__Problem statement__: Only the pictures are to be left out, and the rest of the entries should be reproduced exactly.
'''
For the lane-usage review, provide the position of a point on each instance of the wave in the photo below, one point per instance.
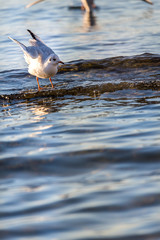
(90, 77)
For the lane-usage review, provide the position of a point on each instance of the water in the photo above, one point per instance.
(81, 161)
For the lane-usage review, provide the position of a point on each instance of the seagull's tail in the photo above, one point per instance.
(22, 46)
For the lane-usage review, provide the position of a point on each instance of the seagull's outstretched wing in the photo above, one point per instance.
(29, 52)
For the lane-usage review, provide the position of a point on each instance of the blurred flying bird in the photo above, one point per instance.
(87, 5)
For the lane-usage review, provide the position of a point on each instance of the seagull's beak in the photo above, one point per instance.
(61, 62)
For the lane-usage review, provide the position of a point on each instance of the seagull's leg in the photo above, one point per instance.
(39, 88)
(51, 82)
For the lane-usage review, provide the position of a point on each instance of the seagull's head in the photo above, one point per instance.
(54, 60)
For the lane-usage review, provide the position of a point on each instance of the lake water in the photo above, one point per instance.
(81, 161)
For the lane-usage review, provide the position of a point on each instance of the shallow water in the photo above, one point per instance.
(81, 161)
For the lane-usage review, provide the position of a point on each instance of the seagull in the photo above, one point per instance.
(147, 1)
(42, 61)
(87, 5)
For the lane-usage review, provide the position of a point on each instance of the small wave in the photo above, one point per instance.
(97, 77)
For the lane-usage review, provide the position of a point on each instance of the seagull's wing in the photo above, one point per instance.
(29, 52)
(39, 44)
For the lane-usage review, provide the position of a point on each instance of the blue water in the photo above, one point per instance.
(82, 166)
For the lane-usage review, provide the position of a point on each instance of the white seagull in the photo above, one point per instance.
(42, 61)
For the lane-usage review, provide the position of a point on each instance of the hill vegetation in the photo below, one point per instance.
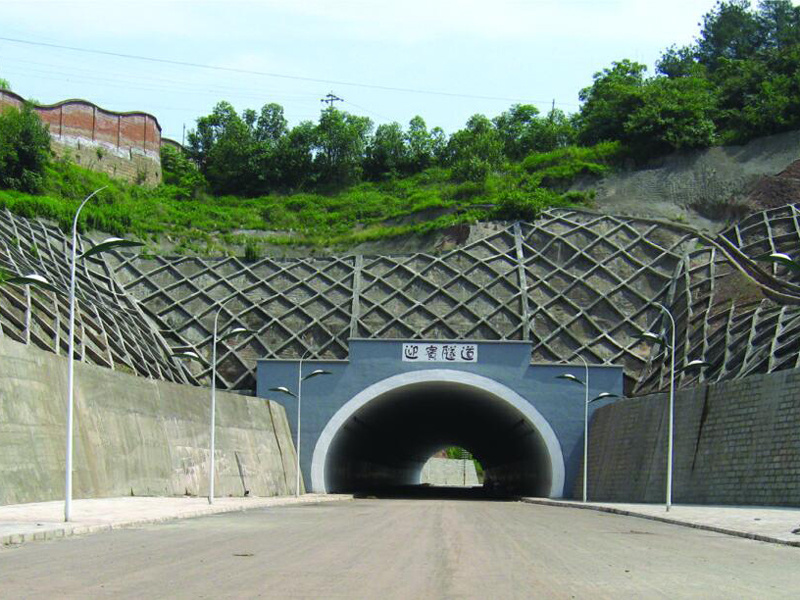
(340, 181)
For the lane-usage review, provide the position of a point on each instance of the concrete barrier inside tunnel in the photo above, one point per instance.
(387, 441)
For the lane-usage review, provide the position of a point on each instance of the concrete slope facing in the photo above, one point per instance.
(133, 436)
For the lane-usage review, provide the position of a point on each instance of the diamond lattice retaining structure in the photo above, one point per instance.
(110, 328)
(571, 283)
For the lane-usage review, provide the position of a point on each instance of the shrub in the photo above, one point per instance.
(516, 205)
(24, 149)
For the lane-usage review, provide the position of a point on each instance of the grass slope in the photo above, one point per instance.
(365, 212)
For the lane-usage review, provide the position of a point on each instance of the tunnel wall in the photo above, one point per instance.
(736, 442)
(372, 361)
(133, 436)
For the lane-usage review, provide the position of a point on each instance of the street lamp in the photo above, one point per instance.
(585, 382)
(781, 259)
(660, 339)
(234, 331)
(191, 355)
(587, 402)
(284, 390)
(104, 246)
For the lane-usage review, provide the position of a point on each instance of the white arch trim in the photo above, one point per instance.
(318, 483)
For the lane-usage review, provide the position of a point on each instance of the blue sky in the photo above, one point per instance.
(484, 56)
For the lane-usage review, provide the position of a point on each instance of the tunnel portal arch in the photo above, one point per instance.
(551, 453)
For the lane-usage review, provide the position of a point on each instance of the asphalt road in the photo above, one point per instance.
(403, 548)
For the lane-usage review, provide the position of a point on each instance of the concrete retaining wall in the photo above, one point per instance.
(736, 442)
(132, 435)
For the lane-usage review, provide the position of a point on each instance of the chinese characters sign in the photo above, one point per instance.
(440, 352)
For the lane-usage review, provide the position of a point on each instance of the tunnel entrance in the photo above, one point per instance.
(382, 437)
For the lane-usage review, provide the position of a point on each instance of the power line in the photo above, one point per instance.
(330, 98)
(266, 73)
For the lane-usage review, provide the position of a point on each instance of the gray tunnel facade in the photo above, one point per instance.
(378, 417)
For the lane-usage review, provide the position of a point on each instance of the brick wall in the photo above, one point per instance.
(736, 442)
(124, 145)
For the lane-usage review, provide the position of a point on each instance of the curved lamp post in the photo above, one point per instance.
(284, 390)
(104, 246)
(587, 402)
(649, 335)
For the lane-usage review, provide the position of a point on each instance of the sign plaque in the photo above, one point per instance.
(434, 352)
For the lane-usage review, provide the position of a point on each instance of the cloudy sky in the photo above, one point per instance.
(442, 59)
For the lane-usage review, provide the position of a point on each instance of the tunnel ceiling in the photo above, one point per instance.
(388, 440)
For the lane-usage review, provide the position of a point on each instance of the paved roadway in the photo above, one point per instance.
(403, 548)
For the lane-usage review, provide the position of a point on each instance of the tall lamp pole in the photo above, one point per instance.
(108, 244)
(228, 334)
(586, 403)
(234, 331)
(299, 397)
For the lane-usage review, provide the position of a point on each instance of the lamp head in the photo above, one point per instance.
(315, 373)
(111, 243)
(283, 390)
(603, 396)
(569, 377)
'''
__Solved exercise__:
For the lane-usage review, provide the position of a point on each instance of the wave in the photo below, one point per instance.
(90, 77)
For the lane-usage review, provide the position of a point on each instance of the water in the photo above, one point per instance.
(81, 161)
For the lane-usage review, provide the position of a point on each instance of the seagull's tail in the photo above, one point per instance.
(22, 46)
For the lane-usage review, provide the position of a point on each instance of the seagull's outstretched wing in the photo above, one point per instance.
(29, 52)
For the lane-usage review, provide the position of a point on each instance of the blurred flying bird in the photo above, one point per instance.
(87, 5)
For the lane-usage review, provide the position of a point on each instance of the seagull's beak in the photo above, one point per instance.
(61, 62)
For the lane-usage review, provide the position of a point on each instance of the seagull's leg in the photo above, one point per instance.
(39, 88)
(51, 82)
For the lane-usage review, provide the position of a point on each instance of the seagull's head in the photo above, one point per instance.
(54, 60)
For the lane-usage review, provide the position of a point on each instance of the lake water in the photo above, one point per instance.
(81, 161)
For the lane-usage review, provide the position of a point on each instance of the shallow water in the photo above, one point per instance.
(81, 161)
For the lane-usage review, provide the position of a point on each instance of the seagull in the photo above, one point per instance.
(147, 1)
(42, 61)
(87, 5)
For the lane-usage review, provide the position of a point on each instance of the small wave in the photo above, one point per instance.
(97, 77)
For the lane-usage review, provide the position of a point on each instance of the seagull's wing in the photo above, one point per instance.
(29, 52)
(39, 44)
For the lane-usage review, provide the position of a point on each instance of the blue water in the photo above, one point per instance.
(82, 166)
For the lane-usage review, provide the position of a point on each instance of the white seagull in the photo above, one point per instance.
(42, 61)
For the lane-usage review, provide the position of a point on each instance of the hill vegetation in the photo below, one point per instance.
(340, 181)
For the lane-usage review, provide the position of a point on each instance of the concrete barrier inside tunnel in the photo above, one point per instance.
(387, 441)
For the lane-usage review, provide the position of a point on each instance of the concrete slope facing in the photo above, one point per instance.
(133, 436)
For the lane-usage review, provide the position of a point on each instance of the diamond lattice retaining structure in the photo above, one point per instance.
(110, 328)
(571, 283)
For the lane-usage review, provide the position of a point on each instance of the shrub in the photo above, one point per instance.
(516, 205)
(24, 149)
For the lane-usage review, provide the position of a point on each instance of the grass slope in the photo above, one point per instance.
(365, 212)
For the lane-usage review, provide the position of a point on each instance of the tunnel wall in the photo above, one point per instance.
(736, 442)
(372, 361)
(133, 436)
For the lane-usage review, provide the position of a point on each instance of the street lamp in the photo above, one point per instance.
(585, 382)
(781, 259)
(660, 339)
(234, 331)
(191, 355)
(587, 402)
(284, 390)
(104, 246)
For the lane-usage review, provide the position of a point on each instance of the white arch trim in the photo above, one point per instance.
(318, 483)
For the lane-usage review, provide the position of a point on each instance of the blue sky in the photo above, one point per instance.
(484, 56)
For the lane-usage review, provide the position of a point on each instance of the tunnel portal arch in the photo above, one point per instance.
(551, 453)
For the lane-usage review, provide the position of a point on each instance of the asphalt road in the photo above, one point per instance.
(403, 548)
For the lane-usage review, provide the position of a point on each instance of the concrete retaining wall in the photo above, one point per instance.
(736, 442)
(132, 435)
For the lane-usage review, provide the position of a point on each instance of the chinese characters sign in the photo above, one point per instance.
(440, 352)
For the lane-usage review, provide the position of a point on each instance of the tunnel entrance in the photo above, one point per instance.
(382, 437)
For the lane-usage review, provide the position of a point on each instance of the power line in the photo above, one point per instance.
(330, 98)
(266, 73)
For the lane-usage review, provide the position of a point on each instance of the gray tunnel facade in the photo above, one point per instance.
(378, 417)
For the lane-usage review, provide the position of a point on each instance of the brick wall in the photo above, one point per instance.
(736, 442)
(124, 145)
For the lane-usage review, provide the position of a point on each instance of the curved lamp post in the photo above, one point per instance.
(284, 390)
(104, 246)
(587, 402)
(649, 335)
For the lane-usage review, provide the position of a point on each instance of the sign plaque in the photo above, one point per instance.
(434, 352)
For the lane-usage review, provide the position of a point on each instance of the cloudy sky in the photo above, one point per instance.
(442, 59)
For the lane-usage review, provide the position of a point on each instance of the tunnel ceiling in the photo above, one point per instance.
(388, 440)
For the lane-usage review, provide the position of a point on each instance of the paved roadway in the photo above, one point per instance.
(403, 548)
For the lane-usage review, provide the position of a point on each instance of the tall lamp pole in the photo above, one point per instance.
(108, 244)
(228, 334)
(586, 403)
(234, 331)
(299, 397)
For the lane-usage review, provide the position of a point on each instance of the lamp head in the photo above, one point per instance.
(315, 373)
(111, 243)
(283, 390)
(603, 396)
(569, 377)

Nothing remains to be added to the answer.